ROWS:
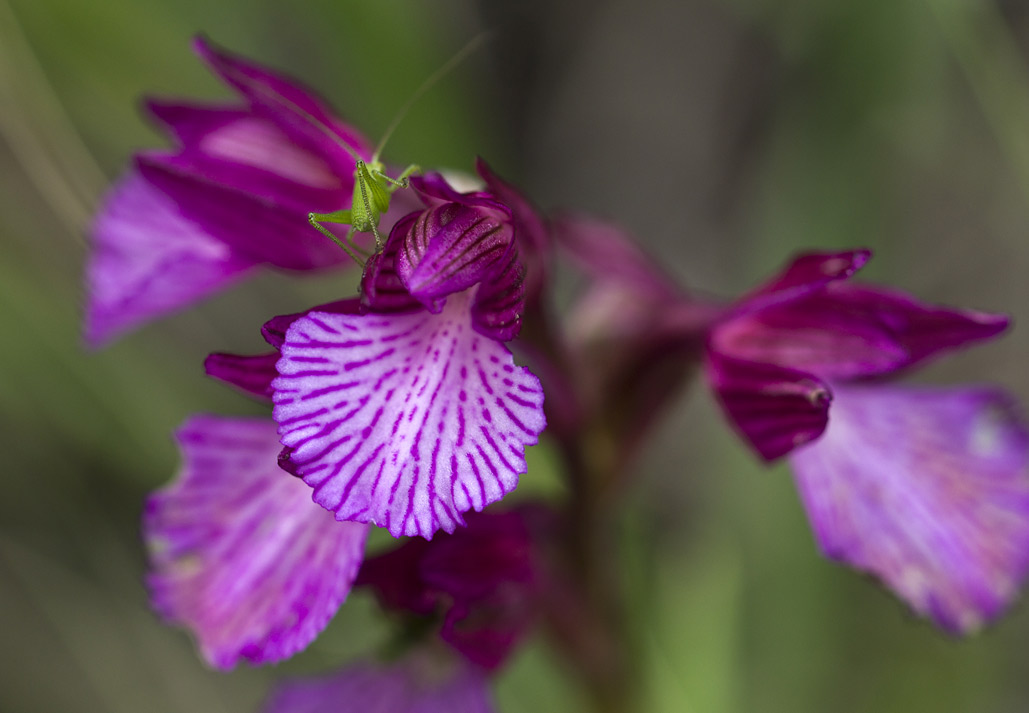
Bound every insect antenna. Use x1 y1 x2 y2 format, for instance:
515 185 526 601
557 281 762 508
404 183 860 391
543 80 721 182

YOUR OBJECTIVE:
Present the data above as a Markdown table with two columns, Row and Line. Each non-blank line gets its own row, and the pictures are left out.

RESULT FOR THIS EXERCISE:
| Row | Line |
|---|---|
| 1 | Bound every insect antenna. Use x1 y1 x2 y2 format, for instance: |
| 2 | 515 185 526 601 |
| 3 | 557 281 762 508 |
| 4 | 404 183 860 391 |
| 5 | 543 80 721 182 |